Activity: From the records that follow, copy every line that contains the word "white".

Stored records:

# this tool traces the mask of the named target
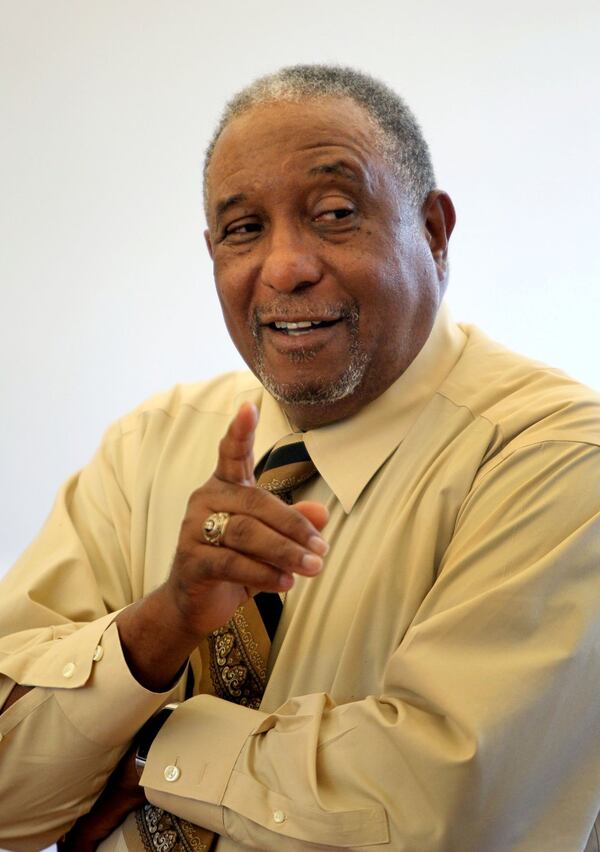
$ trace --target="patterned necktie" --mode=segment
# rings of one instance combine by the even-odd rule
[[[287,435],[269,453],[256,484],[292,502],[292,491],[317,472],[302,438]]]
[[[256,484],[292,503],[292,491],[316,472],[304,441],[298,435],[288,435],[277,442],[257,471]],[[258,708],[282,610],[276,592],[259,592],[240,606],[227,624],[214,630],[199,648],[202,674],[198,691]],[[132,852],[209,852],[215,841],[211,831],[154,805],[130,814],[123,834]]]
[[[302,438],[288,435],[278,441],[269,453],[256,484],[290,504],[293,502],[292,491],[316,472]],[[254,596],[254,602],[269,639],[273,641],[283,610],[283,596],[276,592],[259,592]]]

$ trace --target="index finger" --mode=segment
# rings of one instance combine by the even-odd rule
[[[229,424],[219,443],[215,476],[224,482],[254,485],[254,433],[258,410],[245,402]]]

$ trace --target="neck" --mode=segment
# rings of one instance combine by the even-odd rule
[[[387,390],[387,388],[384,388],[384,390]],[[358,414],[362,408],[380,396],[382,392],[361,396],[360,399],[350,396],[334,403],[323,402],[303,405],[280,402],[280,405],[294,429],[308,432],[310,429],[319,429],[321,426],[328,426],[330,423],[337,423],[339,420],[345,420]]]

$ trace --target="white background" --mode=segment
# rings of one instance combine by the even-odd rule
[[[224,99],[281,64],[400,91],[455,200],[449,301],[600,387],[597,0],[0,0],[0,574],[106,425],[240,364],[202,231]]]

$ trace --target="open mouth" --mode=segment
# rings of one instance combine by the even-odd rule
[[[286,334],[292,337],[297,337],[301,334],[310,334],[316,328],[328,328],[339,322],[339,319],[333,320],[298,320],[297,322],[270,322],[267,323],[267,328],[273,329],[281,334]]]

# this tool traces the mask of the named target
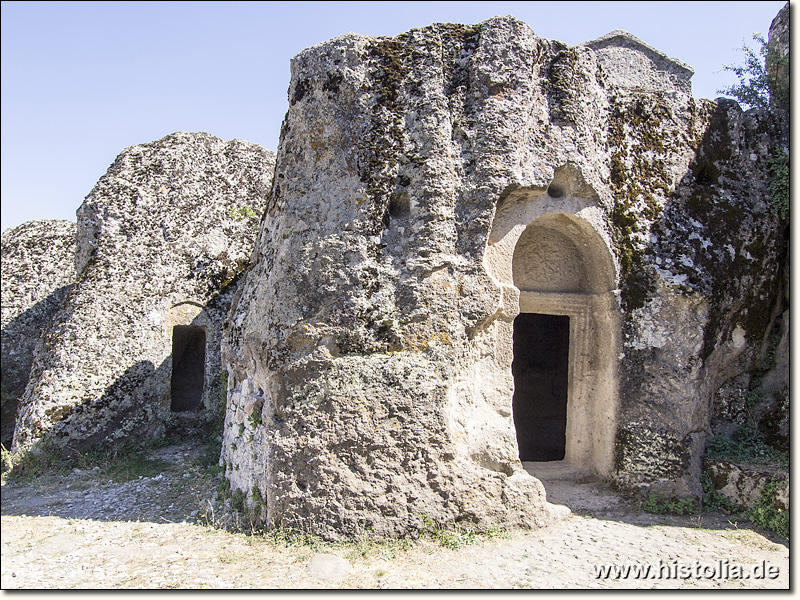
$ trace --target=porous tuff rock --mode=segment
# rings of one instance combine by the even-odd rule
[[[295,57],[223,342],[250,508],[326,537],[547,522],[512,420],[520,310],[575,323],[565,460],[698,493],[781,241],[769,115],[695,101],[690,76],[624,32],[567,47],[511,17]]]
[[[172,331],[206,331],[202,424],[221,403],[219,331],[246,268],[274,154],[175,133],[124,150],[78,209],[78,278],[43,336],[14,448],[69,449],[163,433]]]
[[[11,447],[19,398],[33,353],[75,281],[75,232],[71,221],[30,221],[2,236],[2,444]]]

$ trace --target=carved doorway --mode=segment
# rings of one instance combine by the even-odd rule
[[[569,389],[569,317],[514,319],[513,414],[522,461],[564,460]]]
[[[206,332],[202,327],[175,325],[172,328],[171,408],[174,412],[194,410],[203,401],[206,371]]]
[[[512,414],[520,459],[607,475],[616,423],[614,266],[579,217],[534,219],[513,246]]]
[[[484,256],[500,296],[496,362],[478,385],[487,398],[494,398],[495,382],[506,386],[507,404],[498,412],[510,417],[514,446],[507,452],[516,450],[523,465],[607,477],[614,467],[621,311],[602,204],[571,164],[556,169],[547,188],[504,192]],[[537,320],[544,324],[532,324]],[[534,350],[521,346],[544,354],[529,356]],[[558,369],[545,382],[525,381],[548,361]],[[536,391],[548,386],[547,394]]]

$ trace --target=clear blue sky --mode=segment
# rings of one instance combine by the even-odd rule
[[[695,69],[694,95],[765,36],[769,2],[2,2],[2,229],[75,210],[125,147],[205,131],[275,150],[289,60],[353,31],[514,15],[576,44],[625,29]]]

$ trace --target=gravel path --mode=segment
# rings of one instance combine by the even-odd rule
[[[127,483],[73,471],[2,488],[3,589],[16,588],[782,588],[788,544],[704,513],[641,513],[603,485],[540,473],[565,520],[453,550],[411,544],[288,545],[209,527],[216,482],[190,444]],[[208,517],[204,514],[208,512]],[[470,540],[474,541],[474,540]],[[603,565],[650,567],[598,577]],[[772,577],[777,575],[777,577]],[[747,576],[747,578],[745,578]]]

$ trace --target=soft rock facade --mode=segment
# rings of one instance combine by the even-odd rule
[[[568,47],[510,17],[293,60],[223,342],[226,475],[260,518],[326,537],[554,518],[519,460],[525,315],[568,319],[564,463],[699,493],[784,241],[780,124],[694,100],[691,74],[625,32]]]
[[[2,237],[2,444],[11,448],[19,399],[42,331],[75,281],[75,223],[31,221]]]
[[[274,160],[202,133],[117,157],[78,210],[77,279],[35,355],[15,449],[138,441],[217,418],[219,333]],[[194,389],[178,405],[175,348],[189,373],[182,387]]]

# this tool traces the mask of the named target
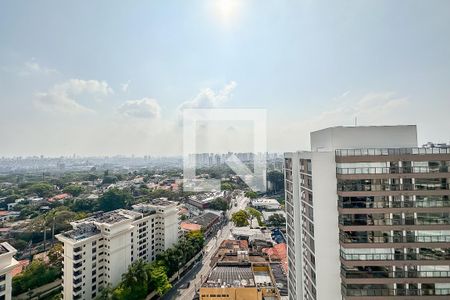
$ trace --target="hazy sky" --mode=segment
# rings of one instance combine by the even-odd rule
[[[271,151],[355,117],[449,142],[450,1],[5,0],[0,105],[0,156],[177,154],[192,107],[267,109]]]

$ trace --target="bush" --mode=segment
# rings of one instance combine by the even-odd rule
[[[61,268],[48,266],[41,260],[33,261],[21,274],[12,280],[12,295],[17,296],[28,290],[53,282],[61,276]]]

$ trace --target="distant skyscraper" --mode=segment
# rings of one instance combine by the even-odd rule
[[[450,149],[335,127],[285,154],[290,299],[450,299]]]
* * *
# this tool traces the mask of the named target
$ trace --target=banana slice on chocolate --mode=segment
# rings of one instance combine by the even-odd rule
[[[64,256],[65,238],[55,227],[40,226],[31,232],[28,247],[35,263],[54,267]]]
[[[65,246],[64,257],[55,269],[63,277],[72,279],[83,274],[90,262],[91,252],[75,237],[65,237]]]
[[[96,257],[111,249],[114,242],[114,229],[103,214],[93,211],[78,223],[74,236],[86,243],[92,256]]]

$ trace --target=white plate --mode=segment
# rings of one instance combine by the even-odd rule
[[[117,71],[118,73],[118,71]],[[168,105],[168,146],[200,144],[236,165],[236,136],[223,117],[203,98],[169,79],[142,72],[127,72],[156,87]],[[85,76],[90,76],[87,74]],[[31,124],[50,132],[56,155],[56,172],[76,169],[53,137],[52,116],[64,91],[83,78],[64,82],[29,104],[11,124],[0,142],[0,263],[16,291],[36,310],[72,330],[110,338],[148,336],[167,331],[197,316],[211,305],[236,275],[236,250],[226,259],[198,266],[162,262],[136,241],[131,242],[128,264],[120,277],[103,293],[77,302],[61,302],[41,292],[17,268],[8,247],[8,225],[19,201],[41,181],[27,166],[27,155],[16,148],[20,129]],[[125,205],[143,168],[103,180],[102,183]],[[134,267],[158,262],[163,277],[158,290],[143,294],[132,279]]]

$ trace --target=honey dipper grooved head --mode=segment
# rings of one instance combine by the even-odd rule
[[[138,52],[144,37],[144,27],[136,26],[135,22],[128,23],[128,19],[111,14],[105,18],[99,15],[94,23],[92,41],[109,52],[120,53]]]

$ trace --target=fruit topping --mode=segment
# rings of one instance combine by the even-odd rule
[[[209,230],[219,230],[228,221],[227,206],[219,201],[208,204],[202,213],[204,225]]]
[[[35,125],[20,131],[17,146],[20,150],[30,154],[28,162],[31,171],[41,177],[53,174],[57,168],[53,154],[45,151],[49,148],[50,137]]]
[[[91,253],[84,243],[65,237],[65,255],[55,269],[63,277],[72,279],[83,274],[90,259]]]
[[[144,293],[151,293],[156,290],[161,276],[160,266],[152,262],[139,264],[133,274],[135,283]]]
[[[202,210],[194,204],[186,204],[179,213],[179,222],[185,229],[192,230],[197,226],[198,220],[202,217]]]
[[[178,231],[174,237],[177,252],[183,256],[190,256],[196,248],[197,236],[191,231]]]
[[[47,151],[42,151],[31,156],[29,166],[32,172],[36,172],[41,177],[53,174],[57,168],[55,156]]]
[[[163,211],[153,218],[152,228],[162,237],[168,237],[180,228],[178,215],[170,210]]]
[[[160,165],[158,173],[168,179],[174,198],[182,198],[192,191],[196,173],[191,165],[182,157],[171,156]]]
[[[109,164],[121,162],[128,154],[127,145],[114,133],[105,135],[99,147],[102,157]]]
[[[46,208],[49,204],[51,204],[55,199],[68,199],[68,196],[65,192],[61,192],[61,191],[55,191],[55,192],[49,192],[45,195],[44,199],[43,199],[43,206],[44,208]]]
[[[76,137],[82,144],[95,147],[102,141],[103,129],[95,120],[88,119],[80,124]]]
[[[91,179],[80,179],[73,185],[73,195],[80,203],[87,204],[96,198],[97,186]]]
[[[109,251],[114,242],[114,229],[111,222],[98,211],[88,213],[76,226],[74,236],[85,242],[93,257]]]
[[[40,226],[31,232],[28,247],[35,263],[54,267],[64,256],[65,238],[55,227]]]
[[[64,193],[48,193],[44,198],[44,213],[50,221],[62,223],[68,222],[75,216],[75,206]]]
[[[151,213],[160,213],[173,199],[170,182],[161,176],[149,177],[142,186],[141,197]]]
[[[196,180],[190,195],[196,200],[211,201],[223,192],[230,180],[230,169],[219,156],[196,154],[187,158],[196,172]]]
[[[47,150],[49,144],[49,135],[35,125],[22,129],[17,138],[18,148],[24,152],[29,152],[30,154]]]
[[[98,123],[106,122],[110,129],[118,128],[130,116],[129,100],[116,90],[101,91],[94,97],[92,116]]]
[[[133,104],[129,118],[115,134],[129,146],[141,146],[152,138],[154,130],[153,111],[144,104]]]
==
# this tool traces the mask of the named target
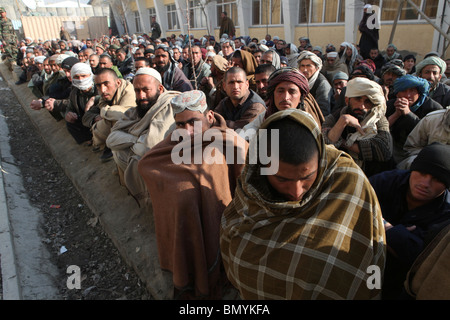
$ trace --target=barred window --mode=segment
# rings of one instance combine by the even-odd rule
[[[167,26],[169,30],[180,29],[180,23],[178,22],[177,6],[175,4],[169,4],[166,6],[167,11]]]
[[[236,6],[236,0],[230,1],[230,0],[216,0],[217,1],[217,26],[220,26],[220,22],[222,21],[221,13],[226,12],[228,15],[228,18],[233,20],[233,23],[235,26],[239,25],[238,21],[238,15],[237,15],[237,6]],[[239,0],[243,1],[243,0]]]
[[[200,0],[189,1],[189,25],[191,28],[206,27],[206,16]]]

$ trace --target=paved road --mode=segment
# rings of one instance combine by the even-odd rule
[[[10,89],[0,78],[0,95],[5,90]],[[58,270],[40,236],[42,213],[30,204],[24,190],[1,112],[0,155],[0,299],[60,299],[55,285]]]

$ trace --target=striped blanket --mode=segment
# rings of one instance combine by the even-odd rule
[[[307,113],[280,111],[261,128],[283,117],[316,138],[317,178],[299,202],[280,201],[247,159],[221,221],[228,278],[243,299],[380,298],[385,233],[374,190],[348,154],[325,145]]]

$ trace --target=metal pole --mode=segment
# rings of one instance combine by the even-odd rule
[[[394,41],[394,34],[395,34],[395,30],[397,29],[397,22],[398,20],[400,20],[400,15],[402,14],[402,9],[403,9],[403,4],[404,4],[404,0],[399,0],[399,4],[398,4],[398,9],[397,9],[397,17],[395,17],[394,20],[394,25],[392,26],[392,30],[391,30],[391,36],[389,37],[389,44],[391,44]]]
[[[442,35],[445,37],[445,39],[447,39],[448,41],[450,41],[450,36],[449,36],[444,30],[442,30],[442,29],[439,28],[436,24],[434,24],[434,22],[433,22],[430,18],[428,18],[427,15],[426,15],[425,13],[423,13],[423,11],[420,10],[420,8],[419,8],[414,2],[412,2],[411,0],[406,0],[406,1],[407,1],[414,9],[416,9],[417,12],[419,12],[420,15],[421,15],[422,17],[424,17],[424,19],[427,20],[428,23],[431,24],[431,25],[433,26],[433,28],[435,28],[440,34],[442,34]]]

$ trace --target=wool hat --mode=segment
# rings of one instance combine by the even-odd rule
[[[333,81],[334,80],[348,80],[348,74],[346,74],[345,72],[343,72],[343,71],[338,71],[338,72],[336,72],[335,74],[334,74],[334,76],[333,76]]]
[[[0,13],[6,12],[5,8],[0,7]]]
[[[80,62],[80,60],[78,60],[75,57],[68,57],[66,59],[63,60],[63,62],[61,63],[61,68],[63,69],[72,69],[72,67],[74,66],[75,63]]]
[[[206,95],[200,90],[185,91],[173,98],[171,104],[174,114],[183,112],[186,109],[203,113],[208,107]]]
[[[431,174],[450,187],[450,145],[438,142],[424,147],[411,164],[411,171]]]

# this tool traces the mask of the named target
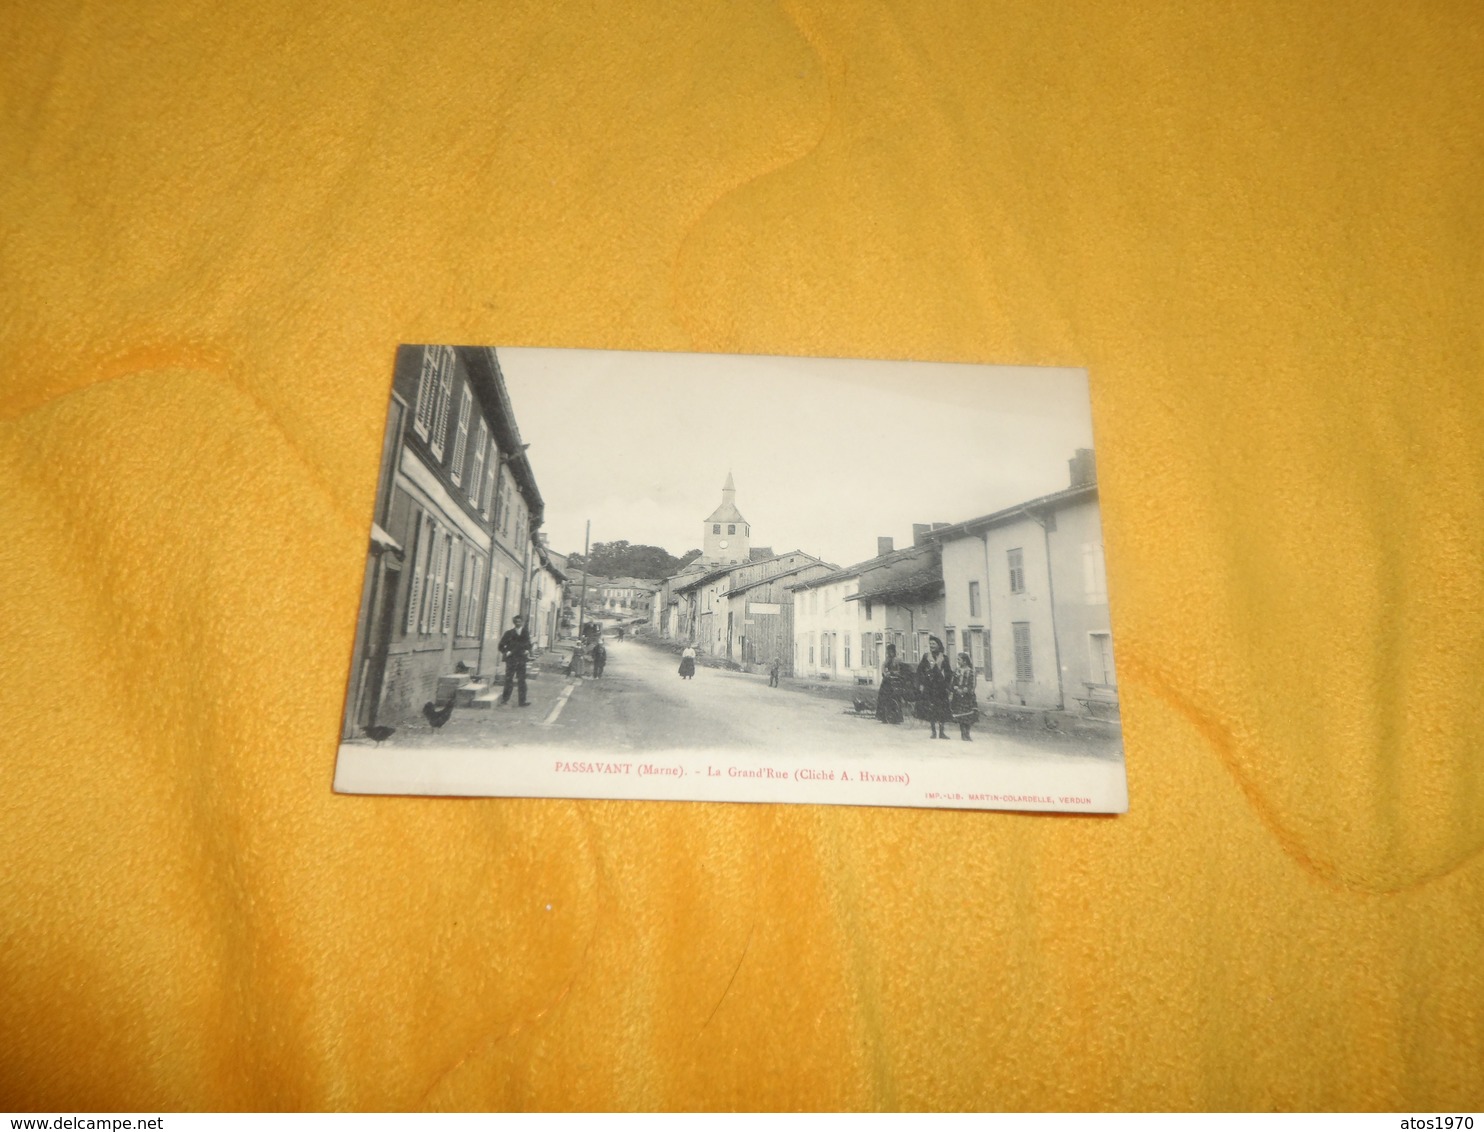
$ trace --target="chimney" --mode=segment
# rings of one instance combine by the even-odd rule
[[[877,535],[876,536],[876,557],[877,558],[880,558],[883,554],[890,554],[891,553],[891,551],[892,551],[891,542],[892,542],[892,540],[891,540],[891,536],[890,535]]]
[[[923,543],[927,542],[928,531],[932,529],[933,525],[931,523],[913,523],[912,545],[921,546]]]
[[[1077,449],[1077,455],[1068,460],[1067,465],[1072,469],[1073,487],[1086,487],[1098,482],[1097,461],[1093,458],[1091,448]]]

Answer area:
$ trace --target="white background" --mode=segment
$ trace --target=white plate --mode=segment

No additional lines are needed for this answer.